• _Information shown_:
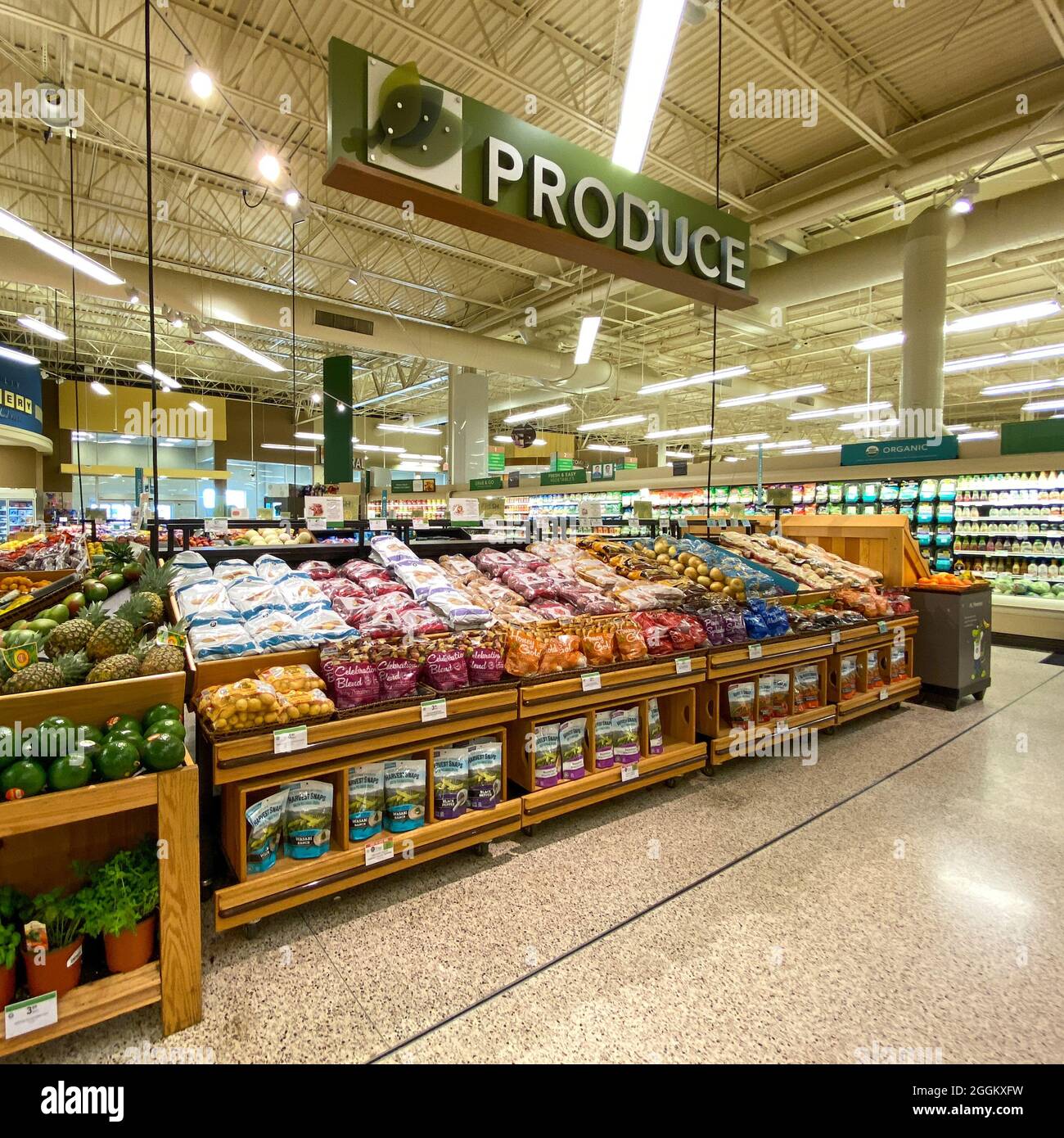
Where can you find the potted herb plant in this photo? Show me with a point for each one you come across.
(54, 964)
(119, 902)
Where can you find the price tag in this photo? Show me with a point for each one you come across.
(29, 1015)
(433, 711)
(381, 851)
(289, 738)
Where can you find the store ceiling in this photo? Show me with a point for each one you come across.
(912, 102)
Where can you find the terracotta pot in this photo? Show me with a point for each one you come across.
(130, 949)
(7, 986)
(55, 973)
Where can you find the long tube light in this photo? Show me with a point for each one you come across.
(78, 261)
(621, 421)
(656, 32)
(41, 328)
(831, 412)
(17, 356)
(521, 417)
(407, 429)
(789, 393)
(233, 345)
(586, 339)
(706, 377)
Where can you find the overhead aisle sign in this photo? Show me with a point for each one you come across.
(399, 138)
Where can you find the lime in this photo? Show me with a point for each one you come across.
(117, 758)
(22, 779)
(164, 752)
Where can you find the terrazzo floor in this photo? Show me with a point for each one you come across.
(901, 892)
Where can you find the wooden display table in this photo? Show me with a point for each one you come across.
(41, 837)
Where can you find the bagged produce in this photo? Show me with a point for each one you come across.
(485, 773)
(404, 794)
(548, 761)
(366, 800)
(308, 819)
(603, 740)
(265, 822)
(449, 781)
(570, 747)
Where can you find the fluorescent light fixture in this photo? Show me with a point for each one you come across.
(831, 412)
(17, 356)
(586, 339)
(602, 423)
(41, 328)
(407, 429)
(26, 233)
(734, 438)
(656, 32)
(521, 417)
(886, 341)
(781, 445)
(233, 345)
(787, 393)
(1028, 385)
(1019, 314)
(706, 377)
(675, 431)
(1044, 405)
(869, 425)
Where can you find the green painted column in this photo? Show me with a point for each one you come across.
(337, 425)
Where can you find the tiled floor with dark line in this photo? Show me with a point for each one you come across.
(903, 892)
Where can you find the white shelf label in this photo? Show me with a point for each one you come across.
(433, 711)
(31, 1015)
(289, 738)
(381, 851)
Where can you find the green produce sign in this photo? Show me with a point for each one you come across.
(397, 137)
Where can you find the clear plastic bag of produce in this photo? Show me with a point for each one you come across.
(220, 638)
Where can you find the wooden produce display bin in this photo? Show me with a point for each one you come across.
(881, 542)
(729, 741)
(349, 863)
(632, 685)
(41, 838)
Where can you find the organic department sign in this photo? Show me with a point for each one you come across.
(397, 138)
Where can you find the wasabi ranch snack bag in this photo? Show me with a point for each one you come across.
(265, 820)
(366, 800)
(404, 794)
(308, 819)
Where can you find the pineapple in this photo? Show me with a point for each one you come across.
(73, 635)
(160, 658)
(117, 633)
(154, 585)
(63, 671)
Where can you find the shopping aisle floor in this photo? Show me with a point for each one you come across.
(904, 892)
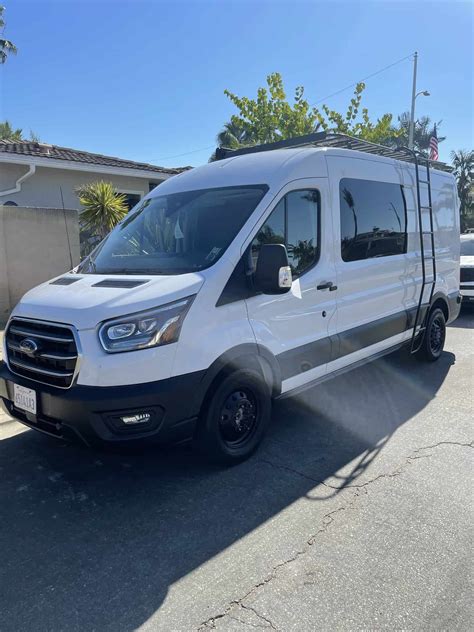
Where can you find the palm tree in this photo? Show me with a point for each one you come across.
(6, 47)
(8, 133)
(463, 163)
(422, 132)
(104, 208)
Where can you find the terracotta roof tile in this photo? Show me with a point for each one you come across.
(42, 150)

...

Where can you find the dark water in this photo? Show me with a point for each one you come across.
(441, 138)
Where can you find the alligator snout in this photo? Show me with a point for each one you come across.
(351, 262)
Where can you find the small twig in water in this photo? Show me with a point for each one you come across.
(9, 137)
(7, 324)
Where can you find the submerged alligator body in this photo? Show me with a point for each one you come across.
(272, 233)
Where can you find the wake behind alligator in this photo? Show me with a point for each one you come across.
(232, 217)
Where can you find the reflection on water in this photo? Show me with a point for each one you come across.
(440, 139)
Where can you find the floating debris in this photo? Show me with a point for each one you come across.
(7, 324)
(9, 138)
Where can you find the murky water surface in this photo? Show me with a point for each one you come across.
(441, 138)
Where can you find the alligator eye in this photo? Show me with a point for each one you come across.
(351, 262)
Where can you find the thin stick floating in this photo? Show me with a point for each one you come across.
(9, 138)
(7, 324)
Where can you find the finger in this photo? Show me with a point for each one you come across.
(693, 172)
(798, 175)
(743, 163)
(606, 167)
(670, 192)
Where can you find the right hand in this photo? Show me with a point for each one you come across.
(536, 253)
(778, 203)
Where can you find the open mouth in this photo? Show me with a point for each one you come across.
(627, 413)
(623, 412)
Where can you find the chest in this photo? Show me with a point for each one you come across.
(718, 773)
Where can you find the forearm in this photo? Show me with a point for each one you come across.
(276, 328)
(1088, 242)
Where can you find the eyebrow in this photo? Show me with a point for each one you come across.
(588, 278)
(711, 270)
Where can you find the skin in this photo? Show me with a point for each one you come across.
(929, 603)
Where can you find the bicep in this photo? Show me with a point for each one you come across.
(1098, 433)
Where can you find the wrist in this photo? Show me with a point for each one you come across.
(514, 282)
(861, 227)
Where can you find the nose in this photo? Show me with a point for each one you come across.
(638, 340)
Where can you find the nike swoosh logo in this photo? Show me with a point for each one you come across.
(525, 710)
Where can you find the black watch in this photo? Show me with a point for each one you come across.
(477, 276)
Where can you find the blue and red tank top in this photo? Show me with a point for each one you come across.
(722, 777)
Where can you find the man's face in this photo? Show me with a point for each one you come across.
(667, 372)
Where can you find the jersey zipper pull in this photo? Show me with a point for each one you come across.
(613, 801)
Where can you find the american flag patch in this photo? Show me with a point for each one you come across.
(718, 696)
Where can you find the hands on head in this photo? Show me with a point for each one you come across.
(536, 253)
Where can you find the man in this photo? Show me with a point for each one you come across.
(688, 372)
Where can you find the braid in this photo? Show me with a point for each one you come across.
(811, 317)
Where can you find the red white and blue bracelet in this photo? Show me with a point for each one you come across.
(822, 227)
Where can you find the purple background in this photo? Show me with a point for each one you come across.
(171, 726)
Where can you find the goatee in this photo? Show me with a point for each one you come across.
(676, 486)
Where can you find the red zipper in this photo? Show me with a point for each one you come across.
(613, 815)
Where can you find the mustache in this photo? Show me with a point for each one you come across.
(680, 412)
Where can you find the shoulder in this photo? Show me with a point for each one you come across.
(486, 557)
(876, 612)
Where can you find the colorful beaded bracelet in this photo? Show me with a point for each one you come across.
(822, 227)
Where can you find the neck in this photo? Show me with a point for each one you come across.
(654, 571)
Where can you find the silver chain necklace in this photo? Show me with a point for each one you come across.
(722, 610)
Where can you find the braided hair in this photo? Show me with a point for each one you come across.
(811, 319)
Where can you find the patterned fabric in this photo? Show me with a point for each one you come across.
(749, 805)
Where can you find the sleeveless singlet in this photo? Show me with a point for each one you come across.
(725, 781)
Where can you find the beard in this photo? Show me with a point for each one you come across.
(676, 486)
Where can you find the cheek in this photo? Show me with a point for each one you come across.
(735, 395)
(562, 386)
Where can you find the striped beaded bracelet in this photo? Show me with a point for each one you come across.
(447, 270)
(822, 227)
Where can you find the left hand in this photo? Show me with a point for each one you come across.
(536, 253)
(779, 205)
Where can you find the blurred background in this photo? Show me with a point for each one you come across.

• _Goal_: From the records above, pull out every line that contains the word "display" and copy each of those lines. Treat uppercase and lowercase letters as different when matching.

• _The result_:
Where can you find the wooden display table in this photo? Show me with a point for each one you come across.
Where can you find the wooden produce display bin in this photo? Show me with a point for each one you come across.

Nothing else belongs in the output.